- **Activity list**:
**A.** Answer these questions about the passage on lawsuit threat letters:
(i) How long does the lawyer's letter allow before a lawsuit if no immediate action is taken?
(ii) Which response is called even worse than blowing the letter off?
(iii) Besides signaling formidable opposition, what can a good reply letter point out?
**B.** Can you extend the passage about responding to a lawsuit threat letter from its last sentence onward?

-------- Selected passage

One day, a real stinker lands on your desk. A lawyer has sent you a letter threatening a lawsuit in a week if you do not take immediate action. What do you do?
Well, of course you should call a lawyer - and we are not just saying that because we are lawyers. You have some critical decisions to make, and you need to get good information about where you stand.
Blowing it off would be terrible. Firing back a taunting reply would be even worse.
A good lawyer can size up your legal situation, figure out your defenses and how much it will cost to defend. Then you can decide whether it's better for you to make an offer, or fight it out in court.
Even if you decide to take the case to court, you may want to have your lawyer respond to the threat letter anyway. There are some strong reasons for doing this.
At the least, a smart, well-crafted reply can signal to the lawyer that he or she can expect some formidable opposition. But a good reply letter can also point out flaws in the case that could send the lawyer back for a rethink. Or, even better, stop the lawsuit in its tracks.

----------------
-------- Data provided

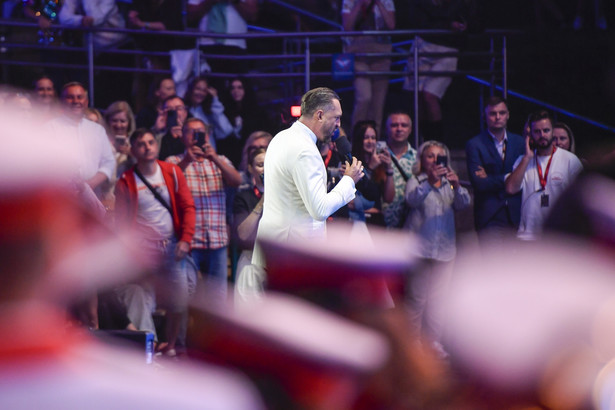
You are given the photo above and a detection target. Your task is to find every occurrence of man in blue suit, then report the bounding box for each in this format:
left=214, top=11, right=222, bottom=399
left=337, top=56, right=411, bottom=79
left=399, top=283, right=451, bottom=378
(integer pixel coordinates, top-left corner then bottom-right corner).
left=466, top=96, right=525, bottom=243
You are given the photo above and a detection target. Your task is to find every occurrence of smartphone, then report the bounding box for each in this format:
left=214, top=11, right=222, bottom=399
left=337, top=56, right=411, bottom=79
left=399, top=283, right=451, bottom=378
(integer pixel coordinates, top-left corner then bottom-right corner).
left=167, top=110, right=177, bottom=128
left=193, top=131, right=205, bottom=148
left=436, top=155, right=448, bottom=168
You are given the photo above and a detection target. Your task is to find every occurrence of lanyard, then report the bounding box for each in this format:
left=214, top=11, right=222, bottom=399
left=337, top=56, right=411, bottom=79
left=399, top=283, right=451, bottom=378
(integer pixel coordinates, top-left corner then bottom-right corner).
left=535, top=145, right=557, bottom=191
left=322, top=150, right=333, bottom=168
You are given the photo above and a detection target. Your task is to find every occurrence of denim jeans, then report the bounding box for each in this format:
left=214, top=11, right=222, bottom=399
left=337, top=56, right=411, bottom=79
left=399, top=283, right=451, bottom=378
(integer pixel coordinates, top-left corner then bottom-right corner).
left=191, top=246, right=228, bottom=305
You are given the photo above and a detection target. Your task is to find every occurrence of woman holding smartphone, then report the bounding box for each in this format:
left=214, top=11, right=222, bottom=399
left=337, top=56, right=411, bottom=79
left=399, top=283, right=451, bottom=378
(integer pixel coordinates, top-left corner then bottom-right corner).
left=404, top=141, right=470, bottom=356
left=233, top=148, right=267, bottom=298
left=348, top=120, right=395, bottom=226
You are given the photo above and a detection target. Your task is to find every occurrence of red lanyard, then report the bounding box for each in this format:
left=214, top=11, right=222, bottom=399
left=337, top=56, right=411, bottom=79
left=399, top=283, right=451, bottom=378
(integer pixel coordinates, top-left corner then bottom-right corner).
left=322, top=150, right=333, bottom=168
left=536, top=145, right=557, bottom=191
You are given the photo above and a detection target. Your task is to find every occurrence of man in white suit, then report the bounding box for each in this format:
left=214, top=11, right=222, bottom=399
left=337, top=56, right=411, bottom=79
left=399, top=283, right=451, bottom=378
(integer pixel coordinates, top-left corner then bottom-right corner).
left=252, top=87, right=363, bottom=267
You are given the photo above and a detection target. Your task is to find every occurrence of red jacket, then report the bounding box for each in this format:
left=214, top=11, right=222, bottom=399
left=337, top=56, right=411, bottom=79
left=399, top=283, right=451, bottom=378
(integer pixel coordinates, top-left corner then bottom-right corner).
left=115, top=161, right=196, bottom=243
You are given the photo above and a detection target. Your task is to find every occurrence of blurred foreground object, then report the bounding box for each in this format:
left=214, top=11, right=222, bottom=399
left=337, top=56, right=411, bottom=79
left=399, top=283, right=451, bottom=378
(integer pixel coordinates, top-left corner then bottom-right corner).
left=444, top=236, right=615, bottom=409
left=262, top=223, right=417, bottom=311
left=189, top=293, right=389, bottom=409
left=197, top=224, right=449, bottom=409
left=0, top=108, right=262, bottom=410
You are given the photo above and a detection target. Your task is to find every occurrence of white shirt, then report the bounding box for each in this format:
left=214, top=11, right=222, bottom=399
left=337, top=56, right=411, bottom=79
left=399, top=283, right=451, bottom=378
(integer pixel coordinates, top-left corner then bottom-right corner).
left=135, top=164, right=174, bottom=240
left=252, top=121, right=355, bottom=266
left=188, top=0, right=248, bottom=50
left=513, top=148, right=583, bottom=241
left=47, top=116, right=115, bottom=181
left=58, top=0, right=126, bottom=47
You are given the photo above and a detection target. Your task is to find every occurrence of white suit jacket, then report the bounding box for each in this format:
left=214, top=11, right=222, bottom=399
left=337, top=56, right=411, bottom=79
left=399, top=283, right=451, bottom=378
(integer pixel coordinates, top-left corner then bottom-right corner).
left=252, top=121, right=355, bottom=267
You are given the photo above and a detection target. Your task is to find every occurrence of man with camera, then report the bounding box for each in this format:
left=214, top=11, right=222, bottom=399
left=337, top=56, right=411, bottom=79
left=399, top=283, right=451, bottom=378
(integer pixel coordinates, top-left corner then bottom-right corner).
left=166, top=118, right=241, bottom=303
left=382, top=111, right=416, bottom=228
left=115, top=128, right=196, bottom=356
left=466, top=96, right=524, bottom=244
left=152, top=94, right=189, bottom=160
left=506, top=111, right=583, bottom=241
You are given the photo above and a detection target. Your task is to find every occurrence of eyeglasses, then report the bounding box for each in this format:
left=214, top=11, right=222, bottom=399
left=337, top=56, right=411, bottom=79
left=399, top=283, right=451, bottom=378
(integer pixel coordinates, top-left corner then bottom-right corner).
left=166, top=105, right=186, bottom=111
left=248, top=145, right=267, bottom=154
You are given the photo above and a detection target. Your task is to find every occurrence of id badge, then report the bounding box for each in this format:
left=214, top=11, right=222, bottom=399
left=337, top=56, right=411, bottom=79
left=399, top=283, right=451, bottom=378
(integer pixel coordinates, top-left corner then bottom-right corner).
left=540, top=193, right=549, bottom=208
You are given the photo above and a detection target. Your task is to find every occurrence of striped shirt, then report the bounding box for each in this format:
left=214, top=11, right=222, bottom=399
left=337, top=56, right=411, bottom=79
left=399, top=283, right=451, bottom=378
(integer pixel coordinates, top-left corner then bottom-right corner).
left=166, top=154, right=231, bottom=249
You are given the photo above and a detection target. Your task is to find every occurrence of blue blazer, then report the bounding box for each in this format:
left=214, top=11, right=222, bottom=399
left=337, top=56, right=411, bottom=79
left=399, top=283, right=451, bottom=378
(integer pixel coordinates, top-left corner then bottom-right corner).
left=466, top=131, right=525, bottom=231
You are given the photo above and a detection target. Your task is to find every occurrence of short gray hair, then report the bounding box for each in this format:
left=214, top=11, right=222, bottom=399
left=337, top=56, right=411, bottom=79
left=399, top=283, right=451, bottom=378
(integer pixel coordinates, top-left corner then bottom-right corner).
left=301, top=87, right=340, bottom=117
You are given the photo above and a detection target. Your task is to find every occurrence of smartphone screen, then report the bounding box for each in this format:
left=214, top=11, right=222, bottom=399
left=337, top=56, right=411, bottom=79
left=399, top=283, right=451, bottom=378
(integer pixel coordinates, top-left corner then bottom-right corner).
left=167, top=110, right=177, bottom=128
left=436, top=155, right=448, bottom=167
left=193, top=131, right=205, bottom=147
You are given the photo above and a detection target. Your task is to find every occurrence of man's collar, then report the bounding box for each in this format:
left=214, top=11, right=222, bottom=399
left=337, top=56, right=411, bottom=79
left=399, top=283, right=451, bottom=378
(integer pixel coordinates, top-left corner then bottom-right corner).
left=487, top=130, right=508, bottom=144
left=291, top=120, right=318, bottom=144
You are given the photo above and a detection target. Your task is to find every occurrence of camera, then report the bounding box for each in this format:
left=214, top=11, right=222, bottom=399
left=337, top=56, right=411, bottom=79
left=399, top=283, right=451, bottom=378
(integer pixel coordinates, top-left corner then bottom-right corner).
left=192, top=131, right=205, bottom=148
left=167, top=110, right=177, bottom=128
left=436, top=155, right=448, bottom=168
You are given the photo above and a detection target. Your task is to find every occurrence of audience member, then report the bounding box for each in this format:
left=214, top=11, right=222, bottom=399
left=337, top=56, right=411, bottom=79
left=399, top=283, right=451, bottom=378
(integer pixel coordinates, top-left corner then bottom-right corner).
left=47, top=82, right=115, bottom=195
left=553, top=122, right=576, bottom=154
left=218, top=77, right=271, bottom=168
left=404, top=0, right=478, bottom=140
left=33, top=75, right=58, bottom=120
left=187, top=0, right=258, bottom=84
left=84, top=107, right=104, bottom=123
left=382, top=112, right=416, bottom=228
left=348, top=121, right=395, bottom=226
left=466, top=96, right=525, bottom=245
left=135, top=77, right=176, bottom=129
left=404, top=141, right=471, bottom=355
left=0, top=107, right=264, bottom=410
left=184, top=77, right=233, bottom=151
left=167, top=118, right=241, bottom=303
left=233, top=148, right=267, bottom=291
left=342, top=0, right=395, bottom=131
left=506, top=111, right=583, bottom=240
left=58, top=0, right=134, bottom=106
left=115, top=128, right=196, bottom=356
left=152, top=95, right=189, bottom=160
left=239, top=131, right=273, bottom=177
left=105, top=101, right=136, bottom=171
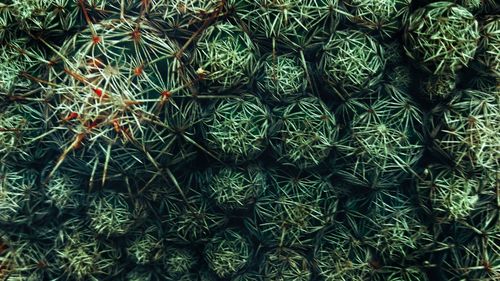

----------------

- **Task-by-task results**:
**A.**
(i) A week.
(ii) Firing back a taunting reply.
(iii) Flaws in the case that could send the lawyer back for a rethink.

**B.**
This year, we fired off a threat letter to a company. The letter we got back was the worst of all worlds. It was full of errors in grammar and the law, and the tone was taunting and bullying. The letter told us that the company had hired a bad lawyer we could run circles around. We couldn't wait to take the case to court.
On the flipside, a long-time client of ours got a threat letter this year that caused the client great angst. After looking at it closely, we determined that there was no serious case, and the lawyer was just trying to squeeze some money. Based on that, the client decided the best move was to tell the lawyer to get lost.
Here is how we replied, with identification removed:
Apparently, someone without any knowledge of the law is using your good name to send silly threat letters to [our client]. For a number of reasons, I know you could not possibly be the author of the attached letter:
- Just last week, you talked to the actual [owner of the company]. A lawyer of your caliper would not then have addressed a letter to [someone] who has not worked at [the company] for a long time.
- A lawyer such as yourself, who has worked extensively with health records, knows to a certainty that there is no private right of action for any HIPAA violation, nor can a third party violate that law.
Given a real lawyer's responsibility under Rule 4.1 of [the state's] Rules of Professional Conduct not to make a false statement of law, a lawyer of your ability would never accuse [the company] of violating something the letter mistakenly calls "HIPPA," particularly without stating how such a violation could possibly have occurred when [the company] is not a medical professional in a confidential relationship with anyone [you mention]....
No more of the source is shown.